| Your instructions |
Turn all of the material below into a numbered list with one item per line, leaving out any blank lines.

| Records for processing |
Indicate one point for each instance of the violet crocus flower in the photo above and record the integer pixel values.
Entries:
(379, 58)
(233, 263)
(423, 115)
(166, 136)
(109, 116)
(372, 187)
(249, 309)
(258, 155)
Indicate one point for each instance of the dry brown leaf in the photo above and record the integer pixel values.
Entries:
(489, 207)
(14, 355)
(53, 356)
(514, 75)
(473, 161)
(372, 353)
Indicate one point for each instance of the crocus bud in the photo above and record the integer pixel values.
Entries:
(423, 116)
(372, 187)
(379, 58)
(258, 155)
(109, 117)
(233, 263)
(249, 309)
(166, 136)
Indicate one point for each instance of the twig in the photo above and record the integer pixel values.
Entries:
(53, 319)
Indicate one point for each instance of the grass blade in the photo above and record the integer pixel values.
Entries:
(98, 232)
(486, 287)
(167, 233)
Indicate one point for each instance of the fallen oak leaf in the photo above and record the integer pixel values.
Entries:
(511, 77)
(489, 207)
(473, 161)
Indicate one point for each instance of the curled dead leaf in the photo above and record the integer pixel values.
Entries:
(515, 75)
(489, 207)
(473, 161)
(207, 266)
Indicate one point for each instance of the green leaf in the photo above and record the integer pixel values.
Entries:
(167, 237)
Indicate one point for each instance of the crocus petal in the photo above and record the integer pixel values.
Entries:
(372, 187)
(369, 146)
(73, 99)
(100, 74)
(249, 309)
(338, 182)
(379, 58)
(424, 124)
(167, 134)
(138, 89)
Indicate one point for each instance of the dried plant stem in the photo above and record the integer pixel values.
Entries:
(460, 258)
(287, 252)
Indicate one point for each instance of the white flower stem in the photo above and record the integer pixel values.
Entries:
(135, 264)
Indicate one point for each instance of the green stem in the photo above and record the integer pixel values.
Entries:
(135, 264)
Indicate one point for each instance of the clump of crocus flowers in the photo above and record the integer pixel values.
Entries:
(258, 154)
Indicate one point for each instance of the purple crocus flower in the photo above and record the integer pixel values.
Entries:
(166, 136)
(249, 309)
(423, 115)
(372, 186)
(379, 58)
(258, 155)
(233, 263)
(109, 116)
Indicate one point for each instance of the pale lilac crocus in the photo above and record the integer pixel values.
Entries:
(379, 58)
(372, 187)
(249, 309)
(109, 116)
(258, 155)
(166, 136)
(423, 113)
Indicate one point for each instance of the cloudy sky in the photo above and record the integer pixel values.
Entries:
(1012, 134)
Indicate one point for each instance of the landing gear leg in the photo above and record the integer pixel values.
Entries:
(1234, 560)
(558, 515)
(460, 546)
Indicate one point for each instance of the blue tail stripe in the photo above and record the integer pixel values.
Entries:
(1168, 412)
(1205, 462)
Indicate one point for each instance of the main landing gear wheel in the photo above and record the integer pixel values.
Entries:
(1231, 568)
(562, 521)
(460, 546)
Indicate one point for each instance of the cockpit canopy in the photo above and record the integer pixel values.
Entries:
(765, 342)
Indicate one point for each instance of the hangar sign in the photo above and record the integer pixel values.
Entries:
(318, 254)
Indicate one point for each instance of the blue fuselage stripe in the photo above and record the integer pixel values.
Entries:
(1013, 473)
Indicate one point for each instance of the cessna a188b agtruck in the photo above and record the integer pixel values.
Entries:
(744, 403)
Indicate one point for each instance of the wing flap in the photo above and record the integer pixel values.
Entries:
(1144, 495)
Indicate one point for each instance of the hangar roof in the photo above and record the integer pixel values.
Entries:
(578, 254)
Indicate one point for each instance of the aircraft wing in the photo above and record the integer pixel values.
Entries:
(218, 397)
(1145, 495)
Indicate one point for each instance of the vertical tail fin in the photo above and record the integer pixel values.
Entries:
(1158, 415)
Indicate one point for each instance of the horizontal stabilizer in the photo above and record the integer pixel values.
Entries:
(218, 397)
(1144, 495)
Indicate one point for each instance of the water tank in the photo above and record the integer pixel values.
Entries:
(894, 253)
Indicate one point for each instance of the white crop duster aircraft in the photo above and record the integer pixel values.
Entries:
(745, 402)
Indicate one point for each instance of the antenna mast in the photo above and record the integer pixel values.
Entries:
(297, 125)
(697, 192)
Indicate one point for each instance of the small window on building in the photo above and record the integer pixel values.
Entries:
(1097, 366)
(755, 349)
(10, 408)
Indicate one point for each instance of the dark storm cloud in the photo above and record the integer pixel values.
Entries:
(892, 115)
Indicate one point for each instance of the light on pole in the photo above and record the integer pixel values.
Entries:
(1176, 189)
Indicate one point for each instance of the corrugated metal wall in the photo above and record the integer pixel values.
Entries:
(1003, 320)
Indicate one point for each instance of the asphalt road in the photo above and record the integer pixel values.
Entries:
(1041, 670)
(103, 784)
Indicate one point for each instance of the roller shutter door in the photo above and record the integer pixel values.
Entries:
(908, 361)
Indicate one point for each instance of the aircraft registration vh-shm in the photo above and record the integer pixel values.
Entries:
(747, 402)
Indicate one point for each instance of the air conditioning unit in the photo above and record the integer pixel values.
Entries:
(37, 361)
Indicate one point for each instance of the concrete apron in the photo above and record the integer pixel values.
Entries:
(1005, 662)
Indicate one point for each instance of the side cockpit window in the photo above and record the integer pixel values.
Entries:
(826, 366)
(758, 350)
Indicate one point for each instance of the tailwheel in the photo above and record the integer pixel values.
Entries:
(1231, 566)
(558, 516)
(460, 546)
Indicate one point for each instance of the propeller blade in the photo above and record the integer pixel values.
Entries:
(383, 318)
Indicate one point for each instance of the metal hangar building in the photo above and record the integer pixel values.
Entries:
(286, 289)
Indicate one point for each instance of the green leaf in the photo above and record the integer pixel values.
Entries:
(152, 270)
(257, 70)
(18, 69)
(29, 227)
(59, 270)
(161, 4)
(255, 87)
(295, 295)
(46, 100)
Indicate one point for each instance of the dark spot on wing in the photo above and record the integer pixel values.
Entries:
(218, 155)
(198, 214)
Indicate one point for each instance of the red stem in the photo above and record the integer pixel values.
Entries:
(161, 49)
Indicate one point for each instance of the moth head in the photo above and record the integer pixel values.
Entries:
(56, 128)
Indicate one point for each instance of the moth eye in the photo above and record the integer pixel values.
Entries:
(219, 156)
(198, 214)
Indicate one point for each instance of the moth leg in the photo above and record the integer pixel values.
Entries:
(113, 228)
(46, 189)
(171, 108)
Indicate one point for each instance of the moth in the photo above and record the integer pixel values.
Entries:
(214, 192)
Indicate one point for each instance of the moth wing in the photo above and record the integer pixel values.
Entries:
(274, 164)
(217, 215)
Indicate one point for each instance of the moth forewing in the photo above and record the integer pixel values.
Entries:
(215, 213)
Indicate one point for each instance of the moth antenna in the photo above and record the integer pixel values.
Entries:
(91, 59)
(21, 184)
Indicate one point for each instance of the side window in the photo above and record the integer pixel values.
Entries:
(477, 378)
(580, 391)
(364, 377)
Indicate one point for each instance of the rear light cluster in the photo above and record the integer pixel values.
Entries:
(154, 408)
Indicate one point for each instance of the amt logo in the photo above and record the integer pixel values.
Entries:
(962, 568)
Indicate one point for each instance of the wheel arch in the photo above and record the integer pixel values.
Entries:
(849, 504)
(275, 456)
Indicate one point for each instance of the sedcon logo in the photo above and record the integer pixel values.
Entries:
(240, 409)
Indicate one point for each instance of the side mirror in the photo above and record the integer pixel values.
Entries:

| Answer in full |
1. Indicate one point for each instance of the violet crocus flower in the photo above and record the integer pixel values.
2. Entries:
3. (379, 58)
4. (233, 263)
5. (423, 115)
6. (166, 136)
7. (109, 116)
8. (372, 187)
9. (249, 309)
10. (258, 155)
11. Indicate one point for each instance of the dry brown leaf in the photo above and record the integer pixel values.
12. Entries:
13. (489, 207)
14. (14, 355)
15. (53, 356)
16. (514, 75)
17. (473, 161)
18. (372, 353)
19. Indicate one point for each instance of the crocus bud in the photo above and record the integer pixel values.
20. Entries:
21. (423, 116)
22. (372, 187)
23. (379, 58)
24. (258, 155)
25. (109, 117)
26. (233, 263)
27. (249, 309)
28. (166, 136)
29. Indicate one point for each instance of the twig in the photo above and record the integer pixel values.
30. Entries:
31. (53, 319)
32. Indicate one point for each instance of the grass blade in the photo above and record the integer pixel values.
33. Entries:
34. (98, 232)
35. (486, 287)
36. (167, 233)
37. Indicate one point for each instance of the fallen oak leaf in the photo above and record the integer pixel values.
38. Entries:
39. (511, 77)
40. (489, 207)
41. (473, 161)
42. Indicate one point for each instance of the curled dead leaf in the photo above and record the integer pixel values.
43. Entries:
44. (515, 75)
45. (489, 207)
46. (473, 161)
47. (207, 266)
48. Indicate one point for each instance of the green leaf in the photo above and record the integer pixel values.
49. Entries:
50. (167, 237)
51. Indicate one point for each instance of the crocus petal in the photo above and record the integer pixel values.
52. Entries:
53. (372, 187)
54. (369, 146)
55. (73, 99)
56. (100, 74)
57. (249, 309)
58. (338, 182)
59. (379, 58)
60. (424, 124)
61. (167, 134)
62. (138, 89)
63. Indicate one point for each instance of the dried plant stem in the photo above and record the integer pixel values.
64. Entries:
65. (460, 258)
66. (287, 252)
67. Indicate one point for each instance of the white flower stem in the photo above and record the integer pixel values.
68. Entries:
69. (135, 264)
70. Indicate one point for each instance of the green stem in the photo above and record the integer pixel values.
71. Entries:
72. (135, 264)
73. Indicate one point for each instance of the clump of crocus flowers in the photo above and record the integer pixel values.
74. Entries:
75. (258, 154)
76. Indicate one point for each instance of the purple crocus flower in the photo above and record the integer pixel values.
77. Entries:
78. (166, 136)
79. (249, 309)
80. (423, 115)
81. (372, 186)
82. (379, 58)
83. (258, 155)
84. (233, 263)
85. (109, 116)
86. Indicate one point for each instance of the pale lilac crocus in the photo above and record the integer pixel values.
87. Entries:
88. (379, 58)
89. (372, 187)
90. (249, 309)
91. (109, 116)
92. (258, 155)
93. (166, 136)
94. (423, 113)
95. Indicate one point for each instance of the cloudy sky in the photo above and record the integer pixel values.
96. Entries:
97. (1012, 134)
98. Indicate one point for each instance of the landing gear leg in the photo above and record the integer pixel values.
99. Entries:
100. (1234, 560)
101. (558, 515)
102. (460, 546)
103. Indicate one point for each instance of the blue tail stripe in the photo above and record the integer pixel values.
104. Entries:
105. (1168, 412)
106. (1205, 462)
107. Indicate one point for each instance of the main landing gear wheel in the photo above and record the integer pixel values.
108. Entries:
109. (1231, 568)
110. (562, 521)
111. (460, 546)
112. Indicate one point for each instance of the cockpit canopy in the photo above and record the integer pixel values.
113. Entries:
114. (765, 342)
115. Indicate one point for each instance of the hangar sign in the photo above and record the integer pixel values.
116. Entries:
117. (318, 254)
118. Indicate one point for each instance of the blue fuselage stripe in the photo above and record the integer pixel values.
119. Entries:
120. (1013, 473)
121. Indicate one point for each instance of the cessna a188b agtruck in the photo above and record the integer pixel values.
122. Entries:
123. (744, 403)
124. Indicate one point for each instance of the wing flap in the photo above and record the integer pixel values.
125. Entries:
126. (1144, 495)
127. Indicate one point for each instance of the hangar roof in the photo above and record the integer pixel values.
128. Entries:
129. (578, 254)
130. Indicate one point for each instance of the aircraft wing in the photo above and record the integer pixel values.
131. Entries:
132. (218, 397)
133. (1145, 495)
134. Indicate one point for each instance of the vertical tail fin in the photo above and record the integer pixel values.
135. Entries:
136. (1158, 415)
137. Indicate one point for each instance of the horizontal stabilizer in the photo above and record the integer pixel values.
138. Entries:
139. (218, 397)
140. (1144, 495)
141. Indicate one point for each instance of the water tank in the photo above and record the integer pixel values.
142. Entries:
143. (894, 253)
144. Indicate one point for each instance of the white crop duster aircraft in the photo above and record the integer pixel values.
145. Entries:
146. (745, 402)
147. Indicate one point for each instance of the antenna mast in the photo above and record the integer pixel values.
148. Entries:
149. (297, 125)
150. (697, 192)
151. Indicate one point for each instance of the small window on building in the photo above and record the integer pixel values.
152. Entries:
153. (1097, 366)
154. (755, 349)
155. (10, 408)
156. Indicate one point for each instance of the dark storm cloud in the photo above and record the integer pixel values.
157. Entries:
158. (892, 115)
159. Indicate one point for each instance of the light on pole in the photo above and record the integer pixel values.
160. Entries:
161. (1176, 189)
162. Indicate one point for each instance of the corrugated metal wall in the photo above and record the integer pixel values.
163. Entries:
164. (1003, 320)
165. Indicate one point for each instance of the asphalt road in the photo above and record the integer pixel values.
166. Entries:
167. (1041, 670)
168. (103, 784)
169. Indicate one point for each instance of the roller shutter door in the photo above and record the integer pixel values.
170. Entries:
171. (908, 361)
172. Indicate one point for each instance of the aircraft registration vh-shm in the photo above and record the integer pixel values.
173. Entries:
174. (747, 402)
175. Indicate one point for each instance of the air conditioning unit in the photo above and record the integer pixel values.
176. Entries:
177. (37, 361)
178. Indicate one point for each instance of the concrete apron in the photo above and record the integer pixel values.
179. Entries:
180. (1005, 662)
181. Indicate one point for each instance of the side cockpit window in the photo above and record the integer pixel values.
182. Entries:
183. (826, 366)
184. (758, 350)
185. Indicate one point for each instance of the tailwheel in the photo above and record the integer pixel values.
186. Entries:
187. (1231, 566)
188. (558, 516)
189. (460, 546)
190. Indicate one point for each instance of the propeller blade in the photo above and record the integer pixel values.
191. Entries:
192. (383, 318)
193. Indicate one point for each instance of the metal hangar building in the photo above and record the integer pixel values.
194. Entries:
195. (286, 289)
196. Indicate one point for each instance of the green leaf in the photo above and record the integer pixel values.
197. Entries:
198. (152, 270)
199. (257, 70)
200. (18, 69)
201. (29, 227)
202. (59, 270)
203. (161, 4)
204. (255, 87)
205. (295, 295)
206. (46, 100)
207. Indicate one point for each instance of the dark spot on wing in the photo above and record the integer pixel values.
208. Entries:
209. (218, 155)
210. (198, 214)
211. Indicate one point for each instance of the red stem in the photo above and record the integer pixel values.
212. Entries:
213. (161, 49)
214. Indicate one point for each instance of the moth head in the photo above and record the integer pixel values.
215. Entries:
216. (56, 128)
217. Indicate one point for each instance of the moth eye in the photo above and record the integer pixel values.
218. Entries:
219. (219, 156)
220. (198, 214)
221. Indicate one point for each instance of the moth leg in the photo above and record the integer pixel values.
222. Entries:
223. (113, 228)
224. (46, 189)
225. (171, 108)
226. Indicate one point for each instance of the moth in the photo above and record the integer pixel values.
227. Entries:
228. (214, 192)
229. Indicate one point for each instance of the moth wing in the photo above and record the integer pixel values.
230. Entries:
231. (274, 164)
232. (217, 215)
233. Indicate one point for each instance of the moth forewing in the photo above and record the integer pixel values.
234. Entries:
235. (215, 213)
236. Indicate one point for each instance of the moth antenna in the photo above and record the integer pixel values.
237. Entries:
238. (91, 59)
239. (21, 184)
240. Indicate one point for each instance of the side window in the photo above and record the integer pixel values.
241. Entries:
242. (477, 378)
243. (580, 391)
244. (364, 377)
245. Indicate one point for each instance of the rear light cluster in the photo above and record the integer pixel values.
246. Entries:
247. (154, 408)
248. Indicate one point for each instance of the amt logo in the photo above and record the integer pixel values.
249. Entries:
250. (962, 568)
251. Indicate one point for each instance of the wheel arch in the photo above and record the integer pixel values.
252. Entries:
253. (849, 504)
254. (275, 456)
255. Indicate one point for each instance of the sedcon logo in the photo above and record the integer pixel values.
256. Entries:
257. (240, 409)
258. Indicate one point for each instance of the side mirror in the photo above and record the integer pixel values.
259. Entries:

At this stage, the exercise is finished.